** BEGIN Passage given **

There are technical grounds to uphold the appeal; at the end of the Staff letter to you, while recommending support of the Planning Commission decision, Staff also leavened their advice with this contradictory qualification:
"[G]ven the local context of the winery site, site constraints, water supply, the extent the site would need to be manipulated to provide adequate access and accommodate an expanded winery and visitation levels, and the requests and exceptions necessary to accommodate the expanded winery, this site may not be appropriate for a winery of the requested size and visitation level."
For those of us on Soda Canyon Road, the question of access constraints became very real during the 2017 Atlas fire. Just before the fire, the Board approved findings for a similar winery project proposed near the end of road. The findings concluded that emergency ingress and egress on the road would not be a problem in the event of an emergency. A downed tree at the start of the fire quickly gave lie to that finding. Emergency vehicles could not move up the road. Residents could not exit as the fire surrounded the road. It was a near catastrophe.
In the Anthem project, one look at the one-lane bridge and the 17' wide driveway leading to it on the site plan, and at the 20% grade to be surmounted on the route, should be enough to question the wisdom of accommodating dozens of vehicles for events and visitation and for the passage of heavy trucks needed for production and response vehicles needed for emergencies. The narrowness of the driveway, and its steep gradient, is testimony that this access to the site was never intended for commercial and industrial traffic. It is a driveway for a private residential estate.
The findings for the project indicate that the exceptions in road width, road gradient, bridge width, turnout accommodation, are all acceptable because of a fairly elaborate system of electronic and static signs use to direct one-way traffic and to limit road usage in the event of an emergency. Also necessary is the training of employees in how to operate and implement the system.

** END Passage given **
** BEGIN Provided data **

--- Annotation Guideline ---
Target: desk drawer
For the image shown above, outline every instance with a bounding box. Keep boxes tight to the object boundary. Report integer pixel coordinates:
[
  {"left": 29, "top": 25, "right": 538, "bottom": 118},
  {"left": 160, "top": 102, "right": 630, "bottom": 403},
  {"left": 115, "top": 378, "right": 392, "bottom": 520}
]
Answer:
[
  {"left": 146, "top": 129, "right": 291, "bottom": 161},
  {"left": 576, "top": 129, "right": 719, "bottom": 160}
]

** END Provided data **

Goal – Give back the whole letter about the winery appeal on Soda Canyon Road, word for word. The rows have nothing to do with what comes next.

Full answer –
There are technical grounds to uphold the appeal; at the end of the Staff letter to you, while recommending support of the Planning Commission decision, Staff also leavened their advice with this contradictory qualification:
"[G]ven the local context of the winery site, site constraints, water supply, the extent the site would need to be manipulated to provide adequate access and accommodate an expanded winery and visitation levels, and the requests and exceptions necessary to accommodate the expanded winery, this site may not be appropriate for a winery of the requested size and visitation level."
For those of us on Soda Canyon Road, the question of access constraints became very real during the 2017 Atlas fire. Just before the fire, the Board approved findings for a similar winery project proposed near the end of road. The findings concluded that emergency ingress and egress on the road would not be a problem in the event of an emergency. A downed tree at the start of the fire quickly gave lie to that finding. Emergency vehicles could not move up the road. Residents could not exit as the fire surrounded the road. It was a near catastrophe.
In the Anthem project, one look at the one-lane bridge and the 17' wide driveway leading to it on the site plan, and at the 20% grade to be surmounted on the route, should be enough to question the wisdom of accommodating dozens of vehicles for events and visitation and for the passage of heavy trucks needed for production and response vehicles needed for emergencies. The narrowness of the driveway, and its steep gradient, is testimony that this access to the site was never intended for commercial and industrial traffic. It is a driveway for a private residential estate.
The findings for the project indicate that the exceptions in road width, road gradient, bridge width, turnout accommodation, are all acceptable because of a fairly elaborate system of electronic and static signs use to direct one-way traffic and to limit road usage in the event of an emergency. Also necessary is the training of employees in how to operate and implement the system.